Extract to read:
Oh, yes, sorry I forgot about the move.

Choco went through a lot (can't believe I've been around that long...) and down the line most people are better than in any abusive relationship.

You are going through the worst period. Don't doubt yourself. Imagine that this is climbing a wall, or going through a mountain range, or a tunnel. When you get to the other side it suddenly gets better.

Go to court if necessary. I did and it took a lot of hassle out of my hands, and exH actually ended up agreeing to a divorce in the first hearing. It means that you are serious and you are not prepared to depend on him to move on with your life.

Namechanger2015 · 22/06/2015 22:41

Go to court if necessary. I did and it took a lot of hassle out of my hands, and exH actually ended up agreeing to a divorce in the first hearing. It means that you are serious and you are not prepared to depend on him to move on with your life.

Yes my gut instinct is to do this all via the courts/SHL. I can only be nice/reasonable to his face and find it very difficult to fight my corner. I am happy with being nice in person so we can be good about the children.

I still think he is trying to pull the wool over my eyes re finances so wouldn't trust him to do the honourable thing there.

Choco went through a lot (can't believe I've been around that long...) and down the line most people are better than in any abusive relationship.

When I have my good days life seems so easy and relaxed without him. Other days like today it feels like a pipe-dream and totally undoable on my own. Like I created a silly fantasy escape of my own doing and now I can't manage the reality of it at all.

OP posts:
Namechanger2015 · 22/06/2015 22:48

You are going through the worst period. Don't doubt yourself.

Trying hard. Thank you.

OP posts:
Vivacia · 23/06/2015 05:08

Hope you've woken up in a good place name

Namechanger2015 · 23/06/2015 10:30

Morning, not much better but a busy day which is good.

It's DDs birthday today, H called and wished her a happy birthday. I can sense the distance between them on the phone, but I think that is just down to the challenges of having conversations with 5yo on the phone.

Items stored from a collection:
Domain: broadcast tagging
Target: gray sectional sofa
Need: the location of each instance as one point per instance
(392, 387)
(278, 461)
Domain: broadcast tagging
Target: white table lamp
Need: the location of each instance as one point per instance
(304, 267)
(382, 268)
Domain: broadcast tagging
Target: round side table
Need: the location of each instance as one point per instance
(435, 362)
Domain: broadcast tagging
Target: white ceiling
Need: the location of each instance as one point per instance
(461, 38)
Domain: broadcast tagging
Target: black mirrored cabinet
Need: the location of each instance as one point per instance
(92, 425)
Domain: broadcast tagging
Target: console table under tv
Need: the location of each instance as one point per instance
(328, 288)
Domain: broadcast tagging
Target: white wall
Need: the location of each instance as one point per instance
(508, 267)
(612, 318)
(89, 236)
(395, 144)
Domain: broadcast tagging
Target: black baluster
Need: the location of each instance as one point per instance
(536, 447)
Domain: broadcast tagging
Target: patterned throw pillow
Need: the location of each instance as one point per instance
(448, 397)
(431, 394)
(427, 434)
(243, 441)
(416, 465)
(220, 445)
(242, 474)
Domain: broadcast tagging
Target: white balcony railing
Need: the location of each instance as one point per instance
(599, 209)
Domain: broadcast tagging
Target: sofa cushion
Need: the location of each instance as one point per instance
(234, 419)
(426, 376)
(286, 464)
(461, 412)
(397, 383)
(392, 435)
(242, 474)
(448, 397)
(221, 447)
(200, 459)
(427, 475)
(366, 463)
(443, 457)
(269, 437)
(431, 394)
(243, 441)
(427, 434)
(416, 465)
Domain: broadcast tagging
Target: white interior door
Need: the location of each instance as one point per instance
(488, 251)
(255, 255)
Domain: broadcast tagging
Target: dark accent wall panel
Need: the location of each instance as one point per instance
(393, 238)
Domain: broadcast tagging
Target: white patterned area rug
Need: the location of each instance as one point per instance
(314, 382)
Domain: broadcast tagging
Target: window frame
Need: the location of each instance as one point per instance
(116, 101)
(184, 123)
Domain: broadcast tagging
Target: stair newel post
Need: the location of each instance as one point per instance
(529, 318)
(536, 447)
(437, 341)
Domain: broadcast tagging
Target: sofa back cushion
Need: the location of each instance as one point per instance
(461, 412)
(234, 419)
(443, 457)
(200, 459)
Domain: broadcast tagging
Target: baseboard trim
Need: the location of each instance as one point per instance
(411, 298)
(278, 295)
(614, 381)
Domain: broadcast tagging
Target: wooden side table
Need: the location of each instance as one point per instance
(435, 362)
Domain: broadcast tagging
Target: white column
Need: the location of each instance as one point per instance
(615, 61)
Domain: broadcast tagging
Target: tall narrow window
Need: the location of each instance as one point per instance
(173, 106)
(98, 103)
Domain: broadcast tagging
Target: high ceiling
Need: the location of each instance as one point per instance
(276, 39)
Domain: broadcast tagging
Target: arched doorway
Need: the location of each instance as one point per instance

Goal:
Can you reproduce word for word everything in the forum thread from "Yes my gut instinct" down to "hard. Thank you."? Work from the forum thread alone.

Correct response:
Yes my gut instinct is to do this all via the courts/SHL. I can only be nice/reasonable to his face and find it very difficult to fight my corner. I am happy with being nice in person so we can be good about the children.

I still think he is trying to pull the wool over my eyes re finances so wouldn't trust him to do the honourable thing there.

Choco went through a lot (can't believe I've been around that long...) and down the line most people are better than in any abusive relationship.

When I have my good days life seems so easy and relaxed without him. Other days like today it feels like a pipe-dream and totally undoable on my own. Like I created a silly fantasy escape of my own doing and now I can't manage the reality of it at all.

OP posts:
Namechanger2015 · 22/06/2015 22:48

You are going through the worst period. Don't doubt yourself.

Trying hard. Thank you.